• _Instructions to follow_
Write the data out again exactly and in full.

----------------

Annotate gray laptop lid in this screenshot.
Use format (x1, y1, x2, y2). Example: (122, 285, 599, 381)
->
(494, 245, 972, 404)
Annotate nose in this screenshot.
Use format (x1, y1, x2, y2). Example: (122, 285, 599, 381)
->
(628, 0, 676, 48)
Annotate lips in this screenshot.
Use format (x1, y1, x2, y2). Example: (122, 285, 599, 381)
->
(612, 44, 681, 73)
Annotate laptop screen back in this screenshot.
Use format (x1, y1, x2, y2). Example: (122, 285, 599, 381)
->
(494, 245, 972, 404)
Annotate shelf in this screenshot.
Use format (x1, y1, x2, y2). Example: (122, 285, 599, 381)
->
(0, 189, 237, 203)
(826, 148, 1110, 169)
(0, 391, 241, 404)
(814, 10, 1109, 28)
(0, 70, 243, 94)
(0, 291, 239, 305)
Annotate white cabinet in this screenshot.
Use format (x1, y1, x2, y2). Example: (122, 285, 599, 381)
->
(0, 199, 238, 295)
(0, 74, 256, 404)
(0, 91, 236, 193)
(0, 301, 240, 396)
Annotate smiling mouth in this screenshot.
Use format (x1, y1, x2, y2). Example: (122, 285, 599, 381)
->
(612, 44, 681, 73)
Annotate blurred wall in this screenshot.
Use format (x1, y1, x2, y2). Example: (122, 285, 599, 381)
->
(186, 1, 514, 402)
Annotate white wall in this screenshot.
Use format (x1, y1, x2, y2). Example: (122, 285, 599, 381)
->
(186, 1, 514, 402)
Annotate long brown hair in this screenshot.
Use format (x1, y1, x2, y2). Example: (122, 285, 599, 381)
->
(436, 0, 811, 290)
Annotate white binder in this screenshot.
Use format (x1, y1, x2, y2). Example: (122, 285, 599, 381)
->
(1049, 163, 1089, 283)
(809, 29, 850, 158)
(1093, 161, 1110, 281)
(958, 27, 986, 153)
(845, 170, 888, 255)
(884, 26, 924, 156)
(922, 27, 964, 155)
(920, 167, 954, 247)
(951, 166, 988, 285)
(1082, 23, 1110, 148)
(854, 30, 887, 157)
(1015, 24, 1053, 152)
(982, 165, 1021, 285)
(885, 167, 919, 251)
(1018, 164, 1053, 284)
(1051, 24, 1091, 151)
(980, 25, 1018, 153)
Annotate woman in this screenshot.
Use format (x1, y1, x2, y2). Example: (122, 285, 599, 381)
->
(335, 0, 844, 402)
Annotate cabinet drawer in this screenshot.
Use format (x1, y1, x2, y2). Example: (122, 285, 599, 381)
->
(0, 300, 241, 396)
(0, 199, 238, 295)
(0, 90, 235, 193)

----------------

• _Answer box_
Annotate gray laptop lid in this screenshot.
Use format (x1, y1, x2, y2). Example: (122, 285, 599, 381)
->
(494, 245, 972, 404)
Annotate nose in this screenshot.
Use format (x1, y1, x2, y2). Example: (122, 285, 599, 381)
->
(628, 0, 676, 48)
Annotate lips in this screenshot.
Use format (x1, y1, x2, y2). Example: (122, 285, 599, 381)
->
(612, 44, 681, 73)
Annotate laptop screen back in this screenshot.
Use format (x1, y1, x2, y2). Example: (122, 285, 599, 381)
->
(494, 245, 972, 404)
Annotate shelf in this screenshot.
Use format (x1, y1, x2, y2). Example: (122, 285, 599, 381)
->
(0, 189, 237, 203)
(826, 148, 1110, 169)
(0, 391, 241, 404)
(814, 10, 1109, 28)
(0, 70, 243, 94)
(0, 291, 239, 305)
Annotate white cabinet in this screenshot.
Use format (x1, y1, x2, y2). Example: (122, 285, 599, 381)
->
(0, 199, 238, 295)
(0, 74, 256, 404)
(0, 91, 236, 193)
(0, 301, 240, 396)
Annotate smiling mouth in this screenshot.
Use format (x1, y1, x2, y2). Example: (122, 285, 599, 381)
->
(612, 44, 681, 73)
Annotate blurred wall in this screenshot.
Use format (x1, y1, x2, y2). Example: (122, 285, 599, 381)
->
(186, 1, 514, 402)
Annotate white wall in this screenshot.
Use format (x1, y1, x2, y2). Example: (122, 285, 599, 381)
->
(186, 1, 514, 402)
Annotate long brown hair in this screenshot.
Use format (x1, y1, x2, y2). Example: (122, 285, 599, 381)
->
(436, 0, 811, 290)
Annotate white binder in this screenshot.
Use format (x1, y1, x2, y2). Example: (122, 285, 599, 381)
->
(1049, 163, 1089, 283)
(809, 29, 850, 158)
(1093, 161, 1110, 281)
(958, 27, 986, 153)
(845, 170, 888, 255)
(884, 26, 924, 156)
(922, 27, 964, 155)
(920, 167, 954, 247)
(951, 166, 988, 285)
(1082, 23, 1110, 148)
(854, 30, 887, 157)
(1015, 24, 1053, 152)
(982, 165, 1021, 285)
(885, 167, 919, 251)
(1018, 164, 1053, 284)
(1051, 24, 1091, 151)
(980, 25, 1018, 153)
Annotate woman in this screenshot.
Use format (x1, y1, x2, y2). Example: (122, 285, 599, 381)
->
(335, 0, 844, 402)
Annotate cabinet drawer in this screenshot.
Use format (x1, y1, x2, y2). Example: (122, 285, 599, 381)
->
(0, 300, 241, 396)
(0, 199, 238, 295)
(0, 90, 235, 193)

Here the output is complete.